→ Artikel:
%%
Reinhard Döring soll in der Zeit der Pinochet-Diktatur ab 1973 als Kontaktperson der Sekte zum chilenischen Geheimdienst Dina fungiert haben. Dieser hatte auf dem Gelände der Colonia Dignidad ein Gefangenen- und Folterlager eingerichtet. Döring bewachte Gefangene in einer der Folterstätten, dem »Kartoffelkeller«. Als Lkw-Fahrer soll Döring politische Gefangene zu ihrer Exekution an einen abgelegenen Ort auf dem Gelände der Siedlung transportiert haben. Als Baggerfahrer soll er Massengräber ausgehoben, Leichen wiederum daraus entfernt und anschließend verbrannt haben. Außerdem soll er Waffen illegal in der Villa Baviera (Bayrisches Dorf) – wie die Colonia Dignidad inzwischen heißt – versteckt haben. Döring wird weiterhin vorgeworfen, in den 1990er Jahren an der Entführung eines chilenischen Jungen beteiligt gewesen zu sein, der von Sektenchef Paul Schäfer vergewaltigt wurde.
%%
→ Aufgabenstellung:
(a) Beantworte diese Fragen zum Artikel:
(i) Wie heißt der chilenische Geheimdienst, der genannt wird?
(ii) In welcher Folterstätte bewachte Döring Gefangene?
(iii) Wie heißt die Colonia Dignidad inzwischen?
(b) Schreib den Abschnitt des Artikels zwischen "Reinhard Döring soll" und "Schäfer vergewaltigt wurde.", beides eingeschlossen, neu und setze dabei "Lastwagenfahrer" an die Stelle von "Lkw-Fahrer".

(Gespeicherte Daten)
%%
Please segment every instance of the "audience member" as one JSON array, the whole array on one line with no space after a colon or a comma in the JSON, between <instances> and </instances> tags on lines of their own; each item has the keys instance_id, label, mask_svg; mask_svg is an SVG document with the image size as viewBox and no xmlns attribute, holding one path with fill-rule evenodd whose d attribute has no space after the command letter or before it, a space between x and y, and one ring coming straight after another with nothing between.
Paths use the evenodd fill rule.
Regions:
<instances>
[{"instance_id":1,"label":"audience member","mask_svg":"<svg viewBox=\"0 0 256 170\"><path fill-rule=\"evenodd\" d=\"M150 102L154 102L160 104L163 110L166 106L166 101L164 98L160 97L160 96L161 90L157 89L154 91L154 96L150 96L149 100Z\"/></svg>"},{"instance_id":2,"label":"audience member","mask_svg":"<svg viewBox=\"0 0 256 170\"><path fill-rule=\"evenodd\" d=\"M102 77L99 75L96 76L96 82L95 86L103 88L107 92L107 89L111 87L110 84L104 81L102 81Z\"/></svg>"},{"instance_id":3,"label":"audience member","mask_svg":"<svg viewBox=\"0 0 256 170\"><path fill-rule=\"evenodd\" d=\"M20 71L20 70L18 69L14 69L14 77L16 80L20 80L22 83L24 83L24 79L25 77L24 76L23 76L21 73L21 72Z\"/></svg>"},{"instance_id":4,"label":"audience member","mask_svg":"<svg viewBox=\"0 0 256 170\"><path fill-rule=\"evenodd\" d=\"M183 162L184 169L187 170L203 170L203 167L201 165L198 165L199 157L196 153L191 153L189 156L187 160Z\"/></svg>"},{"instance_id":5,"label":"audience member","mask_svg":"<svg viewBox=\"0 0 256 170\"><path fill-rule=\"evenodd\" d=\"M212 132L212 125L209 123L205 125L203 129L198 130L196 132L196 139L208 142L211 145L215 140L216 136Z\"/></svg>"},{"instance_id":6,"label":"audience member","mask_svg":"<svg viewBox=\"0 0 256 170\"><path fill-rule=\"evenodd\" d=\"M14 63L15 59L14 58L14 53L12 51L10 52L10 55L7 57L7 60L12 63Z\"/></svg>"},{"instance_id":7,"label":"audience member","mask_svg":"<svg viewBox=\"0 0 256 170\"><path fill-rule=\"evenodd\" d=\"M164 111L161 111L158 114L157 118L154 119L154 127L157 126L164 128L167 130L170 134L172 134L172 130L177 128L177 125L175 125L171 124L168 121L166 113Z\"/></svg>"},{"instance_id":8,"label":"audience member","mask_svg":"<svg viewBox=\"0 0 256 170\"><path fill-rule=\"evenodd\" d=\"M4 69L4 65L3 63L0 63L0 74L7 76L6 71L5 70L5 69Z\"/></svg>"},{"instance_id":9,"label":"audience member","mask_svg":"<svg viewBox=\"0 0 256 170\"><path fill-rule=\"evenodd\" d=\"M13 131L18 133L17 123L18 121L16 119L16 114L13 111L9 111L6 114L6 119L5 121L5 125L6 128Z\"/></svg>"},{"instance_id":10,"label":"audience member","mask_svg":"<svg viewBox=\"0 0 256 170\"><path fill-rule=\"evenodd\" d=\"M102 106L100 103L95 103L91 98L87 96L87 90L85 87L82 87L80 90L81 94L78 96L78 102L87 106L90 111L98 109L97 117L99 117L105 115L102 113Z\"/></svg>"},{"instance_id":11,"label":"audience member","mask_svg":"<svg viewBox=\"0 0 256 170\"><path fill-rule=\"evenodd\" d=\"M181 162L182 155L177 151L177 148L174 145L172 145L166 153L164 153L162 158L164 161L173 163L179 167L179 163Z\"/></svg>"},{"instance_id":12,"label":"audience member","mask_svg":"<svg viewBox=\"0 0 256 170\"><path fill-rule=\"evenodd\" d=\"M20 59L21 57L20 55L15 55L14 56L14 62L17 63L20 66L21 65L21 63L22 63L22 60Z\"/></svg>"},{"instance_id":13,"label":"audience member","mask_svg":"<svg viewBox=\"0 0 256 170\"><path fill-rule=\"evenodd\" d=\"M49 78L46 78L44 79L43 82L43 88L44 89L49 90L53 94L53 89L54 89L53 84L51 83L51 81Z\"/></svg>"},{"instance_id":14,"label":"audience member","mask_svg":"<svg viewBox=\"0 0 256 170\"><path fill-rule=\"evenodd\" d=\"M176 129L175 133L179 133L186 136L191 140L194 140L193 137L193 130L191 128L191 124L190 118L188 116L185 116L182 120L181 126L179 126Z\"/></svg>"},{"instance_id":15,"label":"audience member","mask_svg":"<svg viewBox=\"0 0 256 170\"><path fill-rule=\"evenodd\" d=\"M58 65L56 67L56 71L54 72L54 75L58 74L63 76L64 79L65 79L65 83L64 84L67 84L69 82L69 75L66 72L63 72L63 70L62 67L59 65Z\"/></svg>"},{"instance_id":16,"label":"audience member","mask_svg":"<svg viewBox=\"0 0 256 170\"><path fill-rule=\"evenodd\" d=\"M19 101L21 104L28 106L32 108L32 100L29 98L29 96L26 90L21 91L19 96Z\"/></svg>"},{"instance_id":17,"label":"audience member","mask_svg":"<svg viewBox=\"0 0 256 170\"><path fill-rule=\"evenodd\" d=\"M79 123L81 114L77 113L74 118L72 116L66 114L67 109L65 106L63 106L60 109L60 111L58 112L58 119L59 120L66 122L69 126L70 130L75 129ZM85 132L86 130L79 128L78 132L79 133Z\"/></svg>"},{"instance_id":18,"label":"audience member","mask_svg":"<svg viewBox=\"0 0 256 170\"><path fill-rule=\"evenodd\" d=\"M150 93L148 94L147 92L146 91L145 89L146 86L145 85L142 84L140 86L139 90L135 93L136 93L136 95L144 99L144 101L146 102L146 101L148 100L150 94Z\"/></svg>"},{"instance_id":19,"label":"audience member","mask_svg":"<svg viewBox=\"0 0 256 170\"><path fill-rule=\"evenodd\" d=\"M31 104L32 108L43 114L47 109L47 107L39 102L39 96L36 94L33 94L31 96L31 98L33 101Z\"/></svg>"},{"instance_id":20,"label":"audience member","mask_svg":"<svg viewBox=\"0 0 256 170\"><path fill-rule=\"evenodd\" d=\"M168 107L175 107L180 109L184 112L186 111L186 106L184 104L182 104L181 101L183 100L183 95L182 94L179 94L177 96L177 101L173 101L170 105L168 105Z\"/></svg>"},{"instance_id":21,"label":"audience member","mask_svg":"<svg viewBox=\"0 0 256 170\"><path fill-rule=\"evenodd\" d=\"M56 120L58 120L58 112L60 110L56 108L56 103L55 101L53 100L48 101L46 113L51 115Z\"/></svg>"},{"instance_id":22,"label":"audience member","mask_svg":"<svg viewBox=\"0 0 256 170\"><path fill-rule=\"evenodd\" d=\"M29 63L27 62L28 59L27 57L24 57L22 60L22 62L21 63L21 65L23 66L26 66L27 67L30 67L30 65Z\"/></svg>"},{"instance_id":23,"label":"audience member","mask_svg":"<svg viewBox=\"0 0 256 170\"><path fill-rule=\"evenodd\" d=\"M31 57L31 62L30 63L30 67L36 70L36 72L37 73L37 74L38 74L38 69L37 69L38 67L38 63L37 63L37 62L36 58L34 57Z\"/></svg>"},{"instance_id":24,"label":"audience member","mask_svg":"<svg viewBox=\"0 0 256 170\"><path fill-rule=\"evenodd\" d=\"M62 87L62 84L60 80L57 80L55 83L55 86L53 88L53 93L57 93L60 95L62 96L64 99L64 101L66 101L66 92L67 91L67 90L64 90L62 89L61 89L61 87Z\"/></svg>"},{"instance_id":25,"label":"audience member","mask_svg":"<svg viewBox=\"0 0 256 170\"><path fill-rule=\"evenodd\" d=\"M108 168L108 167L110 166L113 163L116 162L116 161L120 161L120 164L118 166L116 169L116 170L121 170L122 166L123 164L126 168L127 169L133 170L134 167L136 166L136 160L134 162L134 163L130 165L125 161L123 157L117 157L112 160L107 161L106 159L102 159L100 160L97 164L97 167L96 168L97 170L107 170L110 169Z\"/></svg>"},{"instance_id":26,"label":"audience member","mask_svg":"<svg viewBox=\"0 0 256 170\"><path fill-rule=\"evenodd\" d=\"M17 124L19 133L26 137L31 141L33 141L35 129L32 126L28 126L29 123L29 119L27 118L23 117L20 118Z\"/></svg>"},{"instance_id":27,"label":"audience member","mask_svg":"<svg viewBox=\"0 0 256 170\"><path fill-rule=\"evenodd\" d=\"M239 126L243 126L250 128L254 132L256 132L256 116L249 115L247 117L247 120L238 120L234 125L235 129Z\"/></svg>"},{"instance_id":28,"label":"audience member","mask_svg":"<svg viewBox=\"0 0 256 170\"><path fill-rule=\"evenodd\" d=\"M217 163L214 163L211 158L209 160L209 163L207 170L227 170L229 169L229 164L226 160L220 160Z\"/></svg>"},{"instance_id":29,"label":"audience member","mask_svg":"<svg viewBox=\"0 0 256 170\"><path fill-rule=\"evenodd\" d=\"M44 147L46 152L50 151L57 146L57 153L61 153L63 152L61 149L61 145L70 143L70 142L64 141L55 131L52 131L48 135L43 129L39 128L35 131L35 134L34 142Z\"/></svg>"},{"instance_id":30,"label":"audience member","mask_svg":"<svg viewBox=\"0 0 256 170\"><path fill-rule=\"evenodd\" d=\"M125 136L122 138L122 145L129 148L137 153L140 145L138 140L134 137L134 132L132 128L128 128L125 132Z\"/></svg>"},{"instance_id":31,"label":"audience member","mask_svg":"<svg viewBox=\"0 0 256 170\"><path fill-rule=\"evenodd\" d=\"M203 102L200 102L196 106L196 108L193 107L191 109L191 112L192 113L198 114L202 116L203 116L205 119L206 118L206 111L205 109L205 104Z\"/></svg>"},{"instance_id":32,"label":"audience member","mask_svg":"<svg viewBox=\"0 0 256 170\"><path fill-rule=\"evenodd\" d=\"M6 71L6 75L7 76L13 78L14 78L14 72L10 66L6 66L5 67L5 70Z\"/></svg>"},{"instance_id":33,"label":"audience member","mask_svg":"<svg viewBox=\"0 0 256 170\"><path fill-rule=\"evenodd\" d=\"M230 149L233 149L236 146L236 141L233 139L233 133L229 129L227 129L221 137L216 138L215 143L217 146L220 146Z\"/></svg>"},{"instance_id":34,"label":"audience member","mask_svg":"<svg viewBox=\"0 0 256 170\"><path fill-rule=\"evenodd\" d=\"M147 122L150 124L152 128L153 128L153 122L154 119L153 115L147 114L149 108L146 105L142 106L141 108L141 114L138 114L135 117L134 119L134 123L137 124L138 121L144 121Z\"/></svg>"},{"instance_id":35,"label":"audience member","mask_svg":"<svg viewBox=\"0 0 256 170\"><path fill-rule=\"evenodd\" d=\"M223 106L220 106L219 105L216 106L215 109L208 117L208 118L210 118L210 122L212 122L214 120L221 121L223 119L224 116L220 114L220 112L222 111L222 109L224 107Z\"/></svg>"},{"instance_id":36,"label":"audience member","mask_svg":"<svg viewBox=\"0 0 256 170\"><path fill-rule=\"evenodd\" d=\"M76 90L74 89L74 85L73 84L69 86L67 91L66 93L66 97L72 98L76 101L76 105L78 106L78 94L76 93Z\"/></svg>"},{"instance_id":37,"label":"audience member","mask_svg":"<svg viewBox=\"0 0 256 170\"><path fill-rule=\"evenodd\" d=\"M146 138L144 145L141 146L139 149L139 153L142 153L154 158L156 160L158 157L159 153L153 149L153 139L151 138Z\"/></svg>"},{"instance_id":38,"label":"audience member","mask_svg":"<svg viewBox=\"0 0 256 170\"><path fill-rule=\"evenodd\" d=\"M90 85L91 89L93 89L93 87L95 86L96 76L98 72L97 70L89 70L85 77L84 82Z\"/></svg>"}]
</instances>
%%
→ Lösungen:
(a)
(i) Dina
(ii) Im »Kartoffelkeller«
(iii) Villa Baviera (Bayrisches Dorf)

(b)
Reinhard Döring soll in der Zeit der Pinochet-Diktatur ab 1973 als Kontaktperson der Sekte zum chilenischen Geheimdienst Dina fungiert haben. Dieser hatte auf dem Gelände der Colonia Dignidad ein Gefangenen- und Folterlager eingerichtet. Döring bewachte Gefangene in einer der Folterstätten, dem »Kartoffelkeller«. Als Lastwagenfahrer soll Döring politische Gefangene zu ihrer Exekution an einen abgelegenen Ort auf dem Gelände der Siedlung transportiert haben. Als Baggerfahrer soll er Massengräber ausgehoben, Leichen wiederum daraus entfernt und anschließend verbrannt haben. Außerdem soll er Waffen illegal in der Villa Baviera (Bayrisches Dorf) – wie die Colonia Dignidad inzwischen heißt – versteckt haben. Döring wird weiterhin vorgeworfen, in den 1990er Jahren an der Entführung eines chilenischen Jungen beteiligt gewesen zu sein, der von Sektenchef Paul Schäfer vergewaltigt wurde.